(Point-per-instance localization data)
%%

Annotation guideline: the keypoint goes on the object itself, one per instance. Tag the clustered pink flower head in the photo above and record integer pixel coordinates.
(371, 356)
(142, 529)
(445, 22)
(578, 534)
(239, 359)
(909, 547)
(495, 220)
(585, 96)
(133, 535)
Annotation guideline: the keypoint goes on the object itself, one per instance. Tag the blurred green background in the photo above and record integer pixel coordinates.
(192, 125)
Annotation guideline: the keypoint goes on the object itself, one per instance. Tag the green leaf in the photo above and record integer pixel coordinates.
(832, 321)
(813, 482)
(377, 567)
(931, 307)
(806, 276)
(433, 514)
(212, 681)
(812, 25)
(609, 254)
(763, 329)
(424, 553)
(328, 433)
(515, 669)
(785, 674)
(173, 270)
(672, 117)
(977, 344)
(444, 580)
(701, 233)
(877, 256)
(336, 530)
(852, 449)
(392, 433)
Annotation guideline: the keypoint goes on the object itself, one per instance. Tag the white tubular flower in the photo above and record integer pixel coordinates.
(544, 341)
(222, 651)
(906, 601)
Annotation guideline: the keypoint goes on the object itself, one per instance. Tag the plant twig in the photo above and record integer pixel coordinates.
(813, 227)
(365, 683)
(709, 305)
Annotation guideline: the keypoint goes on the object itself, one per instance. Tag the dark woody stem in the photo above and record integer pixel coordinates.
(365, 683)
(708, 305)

%%

» **Task to complete**
The answer should consist of all the lines above, retyped exactly.

» **Response box**
Annotation guideline: the keypoint goes on the object itself, one per instance. Tag the clustered pink flower head in the photo above and record integer pixel coordinates.
(371, 356)
(142, 529)
(445, 22)
(578, 534)
(239, 359)
(909, 547)
(495, 220)
(585, 96)
(133, 535)
Annotation guideline: the keypoint goes on the object itself, one per instance. Tag the blurred green background in the photo above and record integer pixel coordinates.
(192, 125)
Annotation guideline: the keypoint goes on the object itself, one per instance. Tag the green leaf in the photo above and record integer pixel coordinates.
(832, 321)
(813, 482)
(377, 567)
(931, 307)
(806, 276)
(433, 514)
(212, 681)
(812, 25)
(609, 254)
(763, 329)
(424, 553)
(328, 433)
(515, 669)
(785, 674)
(173, 270)
(672, 117)
(977, 344)
(444, 580)
(701, 233)
(877, 256)
(336, 530)
(852, 449)
(392, 433)
Annotation guideline: the keypoint goes on the object itself, one per instance. Tag the white tubular flower in the photo above and record integer pixel coordinates.
(544, 341)
(222, 651)
(906, 601)
Annotation guideline: the keypoint goes on the object itself, one per instance. Tag the plant twig in the photo above and record integer pixel coordinates.
(813, 227)
(365, 683)
(709, 305)
Annotation guideline: the keypoint goes on the object itself, one per instance. Tag the dark woody stem in the photo above and record integer pixel coordinates.
(365, 683)
(708, 305)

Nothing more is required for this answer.